**YOUR ASSIGNMENT**
Below are records; reproduce exactly the lines from the one that has "Target: bracelet on wrist" through the one that has "Target: pink leggings", ends included, and nothing more.

Collected data entries
┄┄┄┄┄┄┄┄┄┄
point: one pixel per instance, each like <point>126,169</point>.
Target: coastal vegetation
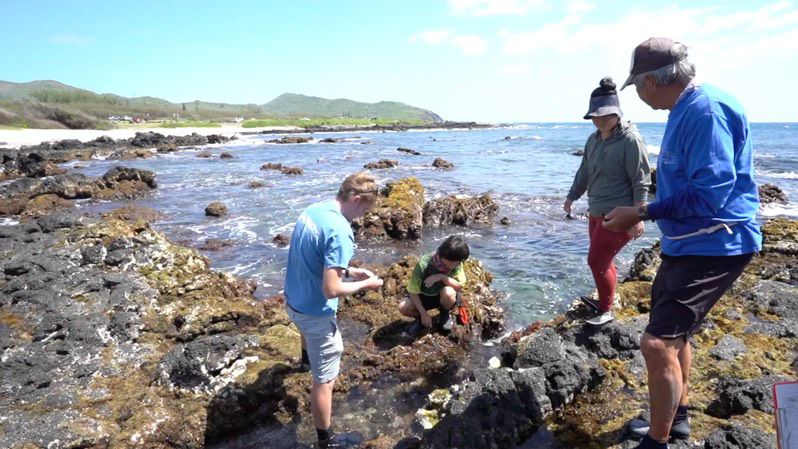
<point>50,104</point>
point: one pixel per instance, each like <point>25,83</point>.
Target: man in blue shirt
<point>322,246</point>
<point>706,208</point>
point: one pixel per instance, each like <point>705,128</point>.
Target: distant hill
<point>296,105</point>
<point>50,104</point>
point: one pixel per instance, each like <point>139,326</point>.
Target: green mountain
<point>50,104</point>
<point>296,105</point>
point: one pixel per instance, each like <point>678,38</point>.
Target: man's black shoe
<point>342,440</point>
<point>680,430</point>
<point>591,303</point>
<point>445,320</point>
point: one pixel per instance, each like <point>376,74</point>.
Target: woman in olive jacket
<point>614,172</point>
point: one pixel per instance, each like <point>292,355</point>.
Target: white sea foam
<point>780,175</point>
<point>779,210</point>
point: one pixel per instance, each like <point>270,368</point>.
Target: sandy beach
<point>22,137</point>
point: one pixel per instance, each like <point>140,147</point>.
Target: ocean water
<point>539,260</point>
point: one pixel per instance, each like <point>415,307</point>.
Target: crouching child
<point>435,284</point>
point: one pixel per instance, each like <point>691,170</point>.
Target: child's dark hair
<point>454,248</point>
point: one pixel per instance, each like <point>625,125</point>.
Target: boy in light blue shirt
<point>322,245</point>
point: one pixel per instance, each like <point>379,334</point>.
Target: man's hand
<point>373,282</point>
<point>359,274</point>
<point>620,219</point>
<point>430,281</point>
<point>637,230</point>
<point>426,320</point>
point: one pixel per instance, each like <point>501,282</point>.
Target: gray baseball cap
<point>652,54</point>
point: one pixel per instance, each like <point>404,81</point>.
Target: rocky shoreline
<point>113,336</point>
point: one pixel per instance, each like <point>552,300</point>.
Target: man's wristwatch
<point>642,213</point>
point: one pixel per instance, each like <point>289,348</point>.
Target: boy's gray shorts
<point>324,343</point>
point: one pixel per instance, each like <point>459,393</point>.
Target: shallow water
<point>538,261</point>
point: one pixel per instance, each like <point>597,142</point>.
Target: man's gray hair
<point>681,72</point>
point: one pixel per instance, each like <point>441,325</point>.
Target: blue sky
<point>484,60</point>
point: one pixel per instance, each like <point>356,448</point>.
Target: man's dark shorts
<point>686,288</point>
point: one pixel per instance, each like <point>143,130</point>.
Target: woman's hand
<point>430,281</point>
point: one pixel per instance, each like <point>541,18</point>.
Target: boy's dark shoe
<point>414,329</point>
<point>342,440</point>
<point>591,303</point>
<point>445,320</point>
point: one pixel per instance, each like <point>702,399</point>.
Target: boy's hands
<point>430,281</point>
<point>426,320</point>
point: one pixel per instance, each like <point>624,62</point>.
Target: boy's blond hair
<point>359,183</point>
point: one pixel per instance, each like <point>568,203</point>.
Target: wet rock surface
<point>40,160</point>
<point>216,209</point>
<point>381,164</point>
<point>771,193</point>
<point>114,337</point>
<point>36,196</point>
<point>397,213</point>
<point>458,210</point>
<point>587,383</point>
<point>442,164</point>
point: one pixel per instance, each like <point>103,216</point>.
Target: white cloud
<point>761,29</point>
<point>430,37</point>
<point>515,69</point>
<point>70,39</point>
<point>469,44</point>
<point>494,7</point>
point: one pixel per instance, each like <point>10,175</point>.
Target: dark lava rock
<point>216,209</point>
<point>409,151</point>
<point>256,184</point>
<point>214,244</point>
<point>728,348</point>
<point>291,171</point>
<point>735,436</point>
<point>281,240</point>
<point>381,164</point>
<point>493,408</point>
<point>271,166</point>
<point>737,397</point>
<point>771,193</point>
<point>776,298</point>
<point>196,363</point>
<point>442,164</point>
<point>290,139</point>
<point>459,210</point>
<point>569,370</point>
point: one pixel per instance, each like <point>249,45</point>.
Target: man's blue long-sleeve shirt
<point>705,177</point>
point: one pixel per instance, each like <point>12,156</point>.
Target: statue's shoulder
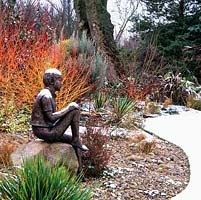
<point>45,93</point>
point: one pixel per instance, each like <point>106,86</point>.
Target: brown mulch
<point>131,174</point>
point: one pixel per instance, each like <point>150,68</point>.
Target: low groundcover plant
<point>37,180</point>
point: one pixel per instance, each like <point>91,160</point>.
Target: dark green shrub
<point>38,181</point>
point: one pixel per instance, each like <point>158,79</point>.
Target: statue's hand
<point>73,106</point>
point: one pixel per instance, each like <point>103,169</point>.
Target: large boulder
<point>53,152</point>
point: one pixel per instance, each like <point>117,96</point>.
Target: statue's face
<point>57,82</point>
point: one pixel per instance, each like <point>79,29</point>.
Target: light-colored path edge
<point>183,130</point>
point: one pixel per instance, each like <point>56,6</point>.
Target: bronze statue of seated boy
<point>49,124</point>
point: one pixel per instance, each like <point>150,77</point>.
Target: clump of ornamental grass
<point>38,180</point>
<point>6,148</point>
<point>97,158</point>
<point>101,100</point>
<point>122,106</point>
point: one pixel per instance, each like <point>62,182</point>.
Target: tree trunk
<point>95,20</point>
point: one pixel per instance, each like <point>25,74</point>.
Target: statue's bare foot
<point>79,145</point>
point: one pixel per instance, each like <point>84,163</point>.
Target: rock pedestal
<point>53,152</point>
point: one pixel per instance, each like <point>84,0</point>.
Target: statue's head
<point>52,77</point>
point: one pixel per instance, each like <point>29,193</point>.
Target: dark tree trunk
<point>94,19</point>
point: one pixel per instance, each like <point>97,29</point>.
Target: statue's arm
<point>53,116</point>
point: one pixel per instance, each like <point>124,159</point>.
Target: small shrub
<point>99,154</point>
<point>37,180</point>
<point>194,103</point>
<point>146,146</point>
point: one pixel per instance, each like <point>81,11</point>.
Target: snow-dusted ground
<point>184,130</point>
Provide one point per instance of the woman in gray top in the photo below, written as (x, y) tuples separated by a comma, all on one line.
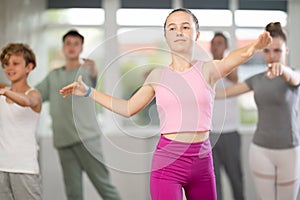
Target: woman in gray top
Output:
[(274, 152)]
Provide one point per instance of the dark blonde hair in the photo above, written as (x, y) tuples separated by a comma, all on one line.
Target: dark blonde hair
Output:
[(275, 30), (186, 11), (17, 49)]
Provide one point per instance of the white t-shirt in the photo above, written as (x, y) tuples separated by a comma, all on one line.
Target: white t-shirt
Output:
[(225, 112), (18, 146)]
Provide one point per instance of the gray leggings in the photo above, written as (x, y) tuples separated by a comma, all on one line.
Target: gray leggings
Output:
[(276, 172), (19, 186)]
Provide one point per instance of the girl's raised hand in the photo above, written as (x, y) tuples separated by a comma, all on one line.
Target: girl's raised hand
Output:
[(78, 88), (260, 43)]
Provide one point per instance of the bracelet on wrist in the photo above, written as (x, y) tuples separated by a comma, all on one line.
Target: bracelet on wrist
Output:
[(88, 92)]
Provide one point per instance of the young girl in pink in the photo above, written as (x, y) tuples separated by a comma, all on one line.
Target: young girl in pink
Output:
[(184, 93)]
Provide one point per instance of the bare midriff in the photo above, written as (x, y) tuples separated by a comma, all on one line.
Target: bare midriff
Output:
[(188, 137)]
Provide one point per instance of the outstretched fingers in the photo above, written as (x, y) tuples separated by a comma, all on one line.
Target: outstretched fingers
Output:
[(68, 90)]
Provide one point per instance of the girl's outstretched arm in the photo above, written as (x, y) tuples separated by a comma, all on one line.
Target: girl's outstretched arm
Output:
[(33, 99), (217, 69), (126, 108), (289, 75)]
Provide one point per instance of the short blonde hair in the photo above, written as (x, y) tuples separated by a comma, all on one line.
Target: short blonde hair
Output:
[(18, 49)]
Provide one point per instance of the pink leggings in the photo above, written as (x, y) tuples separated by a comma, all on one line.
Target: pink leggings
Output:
[(178, 165)]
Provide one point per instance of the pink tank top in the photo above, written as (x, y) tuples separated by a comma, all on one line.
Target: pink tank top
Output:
[(184, 100)]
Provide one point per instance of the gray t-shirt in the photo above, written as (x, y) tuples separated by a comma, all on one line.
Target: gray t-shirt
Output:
[(277, 104)]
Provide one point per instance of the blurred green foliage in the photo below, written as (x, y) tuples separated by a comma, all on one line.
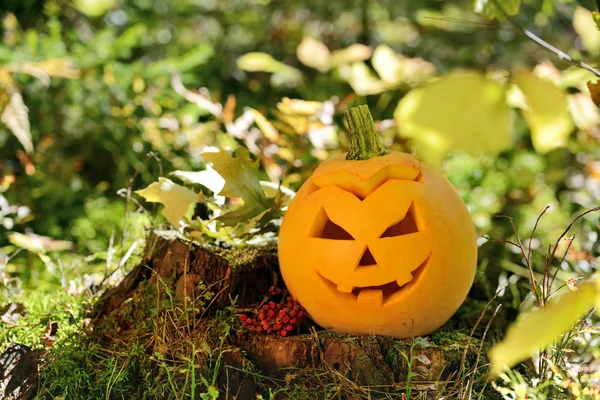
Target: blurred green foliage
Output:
[(105, 83)]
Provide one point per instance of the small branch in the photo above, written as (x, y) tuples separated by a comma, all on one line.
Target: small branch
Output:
[(530, 35), (364, 140)]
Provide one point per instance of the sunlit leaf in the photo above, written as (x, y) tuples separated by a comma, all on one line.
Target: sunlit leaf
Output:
[(540, 328), (37, 243), (547, 112), (265, 126), (585, 26), (313, 53), (585, 113), (461, 111), (175, 198), (241, 181), (594, 88), (208, 178), (94, 8), (16, 117), (299, 107)]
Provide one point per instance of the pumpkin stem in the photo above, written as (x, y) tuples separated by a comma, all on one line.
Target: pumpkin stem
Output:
[(364, 140)]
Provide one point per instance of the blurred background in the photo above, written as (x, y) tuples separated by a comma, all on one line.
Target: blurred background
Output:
[(89, 88)]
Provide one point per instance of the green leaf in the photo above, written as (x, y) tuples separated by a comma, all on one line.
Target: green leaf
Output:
[(461, 111), (241, 181), (586, 28), (547, 112), (540, 328), (176, 199), (490, 10)]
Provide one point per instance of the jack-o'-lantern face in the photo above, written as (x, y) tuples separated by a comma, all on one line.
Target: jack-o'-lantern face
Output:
[(383, 246)]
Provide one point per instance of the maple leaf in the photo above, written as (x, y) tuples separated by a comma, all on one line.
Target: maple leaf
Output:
[(175, 198)]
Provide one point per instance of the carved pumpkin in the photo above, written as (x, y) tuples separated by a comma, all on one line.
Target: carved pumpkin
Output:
[(376, 242)]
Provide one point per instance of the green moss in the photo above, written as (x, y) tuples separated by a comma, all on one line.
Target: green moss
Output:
[(241, 257)]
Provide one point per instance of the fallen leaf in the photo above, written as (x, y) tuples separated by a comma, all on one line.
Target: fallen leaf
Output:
[(475, 119), (265, 126), (175, 198), (16, 117), (547, 112), (540, 328), (241, 181), (314, 54), (37, 243), (208, 178)]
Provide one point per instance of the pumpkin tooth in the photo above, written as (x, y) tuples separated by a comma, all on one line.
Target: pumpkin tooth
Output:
[(345, 288), (403, 280), (370, 297)]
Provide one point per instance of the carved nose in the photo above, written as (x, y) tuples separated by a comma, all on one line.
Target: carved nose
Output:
[(367, 259)]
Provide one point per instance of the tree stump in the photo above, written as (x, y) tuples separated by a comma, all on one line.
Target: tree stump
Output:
[(245, 274)]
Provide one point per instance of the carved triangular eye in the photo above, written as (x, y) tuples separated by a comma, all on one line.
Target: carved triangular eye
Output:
[(367, 259), (410, 224), (327, 229), (333, 231)]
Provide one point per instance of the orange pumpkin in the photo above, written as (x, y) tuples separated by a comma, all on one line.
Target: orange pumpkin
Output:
[(376, 242)]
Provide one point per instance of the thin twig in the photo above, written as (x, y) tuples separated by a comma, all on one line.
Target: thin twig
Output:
[(547, 46)]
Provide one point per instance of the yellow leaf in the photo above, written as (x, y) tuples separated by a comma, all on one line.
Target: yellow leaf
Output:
[(547, 112), (461, 111), (540, 328), (585, 26), (241, 181), (314, 54), (176, 199), (300, 107), (37, 243), (94, 8), (584, 111), (16, 117)]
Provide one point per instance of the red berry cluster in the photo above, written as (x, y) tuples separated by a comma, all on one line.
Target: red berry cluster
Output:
[(279, 318)]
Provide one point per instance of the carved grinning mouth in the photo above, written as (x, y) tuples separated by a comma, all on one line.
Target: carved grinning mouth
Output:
[(377, 295)]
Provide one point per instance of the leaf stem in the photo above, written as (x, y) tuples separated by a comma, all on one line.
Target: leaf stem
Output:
[(364, 140)]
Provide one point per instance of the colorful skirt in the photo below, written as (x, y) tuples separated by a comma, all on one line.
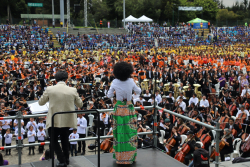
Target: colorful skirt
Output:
[(125, 133)]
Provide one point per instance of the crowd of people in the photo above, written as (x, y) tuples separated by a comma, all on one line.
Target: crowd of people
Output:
[(198, 77)]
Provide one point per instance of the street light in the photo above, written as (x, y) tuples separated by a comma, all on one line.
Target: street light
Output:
[(173, 14)]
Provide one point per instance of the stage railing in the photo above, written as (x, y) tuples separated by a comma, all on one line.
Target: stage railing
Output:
[(217, 129), (19, 117)]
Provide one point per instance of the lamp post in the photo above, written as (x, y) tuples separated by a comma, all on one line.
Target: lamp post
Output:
[(123, 13), (173, 15)]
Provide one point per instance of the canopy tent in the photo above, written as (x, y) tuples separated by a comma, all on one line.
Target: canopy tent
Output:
[(144, 19), (197, 23), (131, 18)]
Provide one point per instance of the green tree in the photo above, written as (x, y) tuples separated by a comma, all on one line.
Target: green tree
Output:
[(224, 14)]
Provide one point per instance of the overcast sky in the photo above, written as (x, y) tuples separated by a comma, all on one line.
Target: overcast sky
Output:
[(230, 2)]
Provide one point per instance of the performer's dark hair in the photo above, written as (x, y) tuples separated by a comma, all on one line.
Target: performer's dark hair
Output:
[(123, 70), (61, 75)]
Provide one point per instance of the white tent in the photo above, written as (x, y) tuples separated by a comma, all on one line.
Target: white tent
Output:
[(131, 19), (145, 19)]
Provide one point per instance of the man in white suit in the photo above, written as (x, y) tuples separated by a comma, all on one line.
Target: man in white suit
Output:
[(61, 98)]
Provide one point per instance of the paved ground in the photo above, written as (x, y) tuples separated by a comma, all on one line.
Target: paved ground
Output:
[(90, 31), (13, 158)]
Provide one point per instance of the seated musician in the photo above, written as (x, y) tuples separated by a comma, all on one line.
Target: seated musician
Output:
[(208, 132), (163, 102), (147, 94), (171, 96), (242, 110), (148, 141), (204, 102), (191, 142), (228, 140), (245, 92), (182, 104), (194, 100), (244, 154), (231, 125), (167, 128), (177, 138), (181, 95)]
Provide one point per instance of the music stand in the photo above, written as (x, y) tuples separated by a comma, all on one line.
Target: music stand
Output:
[(146, 103), (170, 100)]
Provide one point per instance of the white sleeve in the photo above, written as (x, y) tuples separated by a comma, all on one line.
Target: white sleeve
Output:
[(111, 91), (136, 89)]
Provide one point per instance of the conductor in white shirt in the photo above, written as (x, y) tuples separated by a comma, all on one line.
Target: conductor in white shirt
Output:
[(194, 100), (81, 130), (61, 98), (124, 117), (204, 102)]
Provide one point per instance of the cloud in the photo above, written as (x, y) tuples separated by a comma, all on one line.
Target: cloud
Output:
[(230, 2)]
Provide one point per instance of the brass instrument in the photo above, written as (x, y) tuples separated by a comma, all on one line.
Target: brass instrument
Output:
[(166, 87), (198, 93), (176, 90), (144, 85)]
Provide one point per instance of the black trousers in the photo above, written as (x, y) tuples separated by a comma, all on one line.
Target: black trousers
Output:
[(8, 150), (223, 152), (31, 147), (41, 148), (3, 133), (81, 144), (61, 152), (187, 158)]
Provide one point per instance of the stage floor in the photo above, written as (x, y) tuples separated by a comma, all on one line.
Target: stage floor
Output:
[(145, 158)]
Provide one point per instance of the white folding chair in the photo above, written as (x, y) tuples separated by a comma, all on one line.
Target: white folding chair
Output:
[(217, 88), (91, 118), (200, 143), (183, 138), (161, 139), (237, 148)]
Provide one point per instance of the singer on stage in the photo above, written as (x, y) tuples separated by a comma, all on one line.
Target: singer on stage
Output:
[(125, 120)]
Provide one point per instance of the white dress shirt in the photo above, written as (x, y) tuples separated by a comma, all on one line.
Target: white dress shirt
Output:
[(6, 123), (182, 105), (183, 97), (8, 138), (22, 133), (41, 135), (171, 98), (123, 89), (30, 134), (31, 124), (147, 95), (105, 120), (244, 92), (245, 111), (158, 98), (73, 136), (16, 122), (204, 103), (81, 129), (193, 100)]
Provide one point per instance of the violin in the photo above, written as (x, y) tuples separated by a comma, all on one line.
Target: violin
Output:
[(205, 139), (170, 144), (180, 156), (183, 129), (107, 143), (246, 146), (221, 146), (223, 121), (197, 119), (233, 109), (240, 119), (199, 134)]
┄┄┄┄┄┄┄┄┄┄
**RESULT OF THIS EXERCISE**
Target: bracelet on wrist
Output:
[(88, 92)]
Provide one point per instance of the young girl in pink in the photo above, written as (x, y) tuples separated by a comma, all on one line.
Target: young girl in pink
Output:
[(184, 93)]
Provide one point per instance of the bare midriff in the photo above, written as (x, y) tuples separated by a comma, all on one line.
Target: bare midriff
Output:
[(188, 137)]
Provide one point per instance of the outstretched fingers in the photo above, written as (x, y) tuples separated by a comma, all on one line.
Target: outstretched fingers
Output:
[(68, 90)]
Provide one point per instance of the girl's outstretched arm in the photo above, written as (x, y) tuples separated by a comma, all on one line.
Target: girl's outstretched arm
Output:
[(33, 99), (217, 69), (126, 108), (289, 75)]
Provide one point per instance of the short blonde hair in the photo above, written as (x, y) tuples separated by a comma, all on one line.
Target: short blonde hair
Output:
[(18, 49)]
Provide one point per instance of the pink leggings in the photo above, written as (x, y) tuples separated by a comma, all on one line.
Target: pink leggings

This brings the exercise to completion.